- [INSTRUCTIONS TO FOLLOW]: How many of the lines below contain the string "cloud", with case counting? Reply with the number alone.

- [DATA ROWS]:

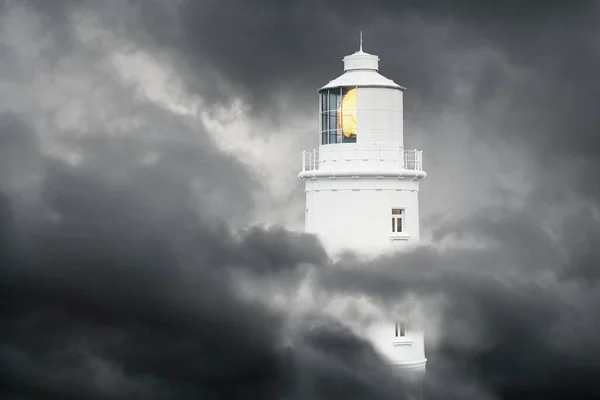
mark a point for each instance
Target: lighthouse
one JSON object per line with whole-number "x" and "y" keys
{"x": 362, "y": 185}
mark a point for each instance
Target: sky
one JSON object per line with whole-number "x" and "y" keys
{"x": 151, "y": 215}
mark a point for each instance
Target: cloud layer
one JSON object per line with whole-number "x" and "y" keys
{"x": 148, "y": 153}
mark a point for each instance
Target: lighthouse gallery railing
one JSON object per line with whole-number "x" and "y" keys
{"x": 413, "y": 159}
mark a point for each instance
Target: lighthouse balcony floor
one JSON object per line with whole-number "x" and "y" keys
{"x": 362, "y": 163}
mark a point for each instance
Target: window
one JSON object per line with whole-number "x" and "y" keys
{"x": 400, "y": 329}
{"x": 397, "y": 220}
{"x": 338, "y": 115}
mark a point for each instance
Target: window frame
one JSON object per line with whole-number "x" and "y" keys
{"x": 404, "y": 233}
{"x": 329, "y": 131}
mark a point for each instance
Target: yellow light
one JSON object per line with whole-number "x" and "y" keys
{"x": 346, "y": 115}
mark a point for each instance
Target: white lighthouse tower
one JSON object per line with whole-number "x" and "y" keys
{"x": 362, "y": 185}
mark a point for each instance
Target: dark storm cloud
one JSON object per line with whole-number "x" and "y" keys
{"x": 517, "y": 321}
{"x": 119, "y": 294}
{"x": 117, "y": 282}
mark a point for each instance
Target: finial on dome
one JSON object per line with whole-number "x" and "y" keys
{"x": 360, "y": 49}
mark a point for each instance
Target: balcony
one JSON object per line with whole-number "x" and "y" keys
{"x": 375, "y": 159}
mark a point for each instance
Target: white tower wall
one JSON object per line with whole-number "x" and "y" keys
{"x": 362, "y": 185}
{"x": 356, "y": 213}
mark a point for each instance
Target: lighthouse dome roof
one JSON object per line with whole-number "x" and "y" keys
{"x": 361, "y": 69}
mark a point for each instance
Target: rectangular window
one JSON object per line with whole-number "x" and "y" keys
{"x": 397, "y": 220}
{"x": 400, "y": 329}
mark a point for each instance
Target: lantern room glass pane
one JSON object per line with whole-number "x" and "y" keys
{"x": 338, "y": 115}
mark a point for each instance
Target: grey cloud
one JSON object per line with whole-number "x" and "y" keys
{"x": 132, "y": 279}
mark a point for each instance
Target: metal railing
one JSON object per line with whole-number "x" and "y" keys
{"x": 412, "y": 160}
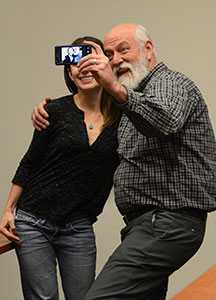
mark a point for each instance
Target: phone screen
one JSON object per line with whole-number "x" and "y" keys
{"x": 70, "y": 54}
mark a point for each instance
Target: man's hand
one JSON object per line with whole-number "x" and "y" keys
{"x": 7, "y": 227}
{"x": 39, "y": 116}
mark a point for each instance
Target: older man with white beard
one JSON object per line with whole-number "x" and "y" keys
{"x": 166, "y": 181}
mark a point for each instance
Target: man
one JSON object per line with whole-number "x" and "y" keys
{"x": 166, "y": 181}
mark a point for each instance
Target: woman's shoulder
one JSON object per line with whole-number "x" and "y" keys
{"x": 58, "y": 102}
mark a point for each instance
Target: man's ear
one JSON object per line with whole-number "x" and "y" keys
{"x": 148, "y": 48}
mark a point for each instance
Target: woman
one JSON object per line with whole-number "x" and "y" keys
{"x": 61, "y": 186}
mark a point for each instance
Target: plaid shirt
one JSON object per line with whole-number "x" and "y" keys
{"x": 167, "y": 147}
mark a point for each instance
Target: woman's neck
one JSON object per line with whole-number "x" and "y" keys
{"x": 89, "y": 100}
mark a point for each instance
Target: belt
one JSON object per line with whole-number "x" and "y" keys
{"x": 189, "y": 211}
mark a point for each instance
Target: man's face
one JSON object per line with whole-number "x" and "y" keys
{"x": 128, "y": 62}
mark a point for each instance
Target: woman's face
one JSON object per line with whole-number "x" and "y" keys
{"x": 83, "y": 80}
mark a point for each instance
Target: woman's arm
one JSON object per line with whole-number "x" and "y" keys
{"x": 7, "y": 224}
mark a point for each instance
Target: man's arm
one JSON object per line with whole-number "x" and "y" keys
{"x": 39, "y": 115}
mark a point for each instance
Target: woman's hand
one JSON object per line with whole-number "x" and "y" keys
{"x": 7, "y": 227}
{"x": 98, "y": 64}
{"x": 39, "y": 116}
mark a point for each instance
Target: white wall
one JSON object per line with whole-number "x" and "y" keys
{"x": 185, "y": 39}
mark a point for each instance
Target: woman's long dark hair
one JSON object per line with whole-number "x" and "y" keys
{"x": 109, "y": 110}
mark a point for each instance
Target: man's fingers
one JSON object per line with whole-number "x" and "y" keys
{"x": 47, "y": 99}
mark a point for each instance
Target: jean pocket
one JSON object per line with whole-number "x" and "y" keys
{"x": 22, "y": 216}
{"x": 82, "y": 226}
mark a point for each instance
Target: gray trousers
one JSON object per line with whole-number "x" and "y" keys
{"x": 153, "y": 246}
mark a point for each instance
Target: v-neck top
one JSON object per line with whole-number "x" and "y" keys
{"x": 61, "y": 173}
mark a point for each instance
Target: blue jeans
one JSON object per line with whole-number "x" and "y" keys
{"x": 43, "y": 244}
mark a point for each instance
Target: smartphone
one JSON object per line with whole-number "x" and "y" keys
{"x": 67, "y": 55}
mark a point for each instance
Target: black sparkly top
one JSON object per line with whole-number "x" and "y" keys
{"x": 60, "y": 172}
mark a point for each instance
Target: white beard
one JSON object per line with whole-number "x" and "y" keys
{"x": 138, "y": 70}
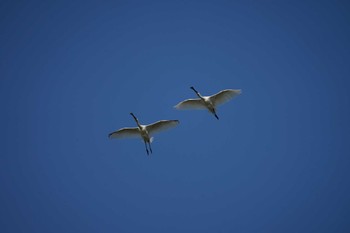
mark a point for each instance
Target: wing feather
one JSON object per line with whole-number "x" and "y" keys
{"x": 126, "y": 133}
{"x": 161, "y": 126}
{"x": 224, "y": 96}
{"x": 190, "y": 104}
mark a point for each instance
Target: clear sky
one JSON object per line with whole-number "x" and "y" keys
{"x": 276, "y": 161}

- [THE REPLY]: 3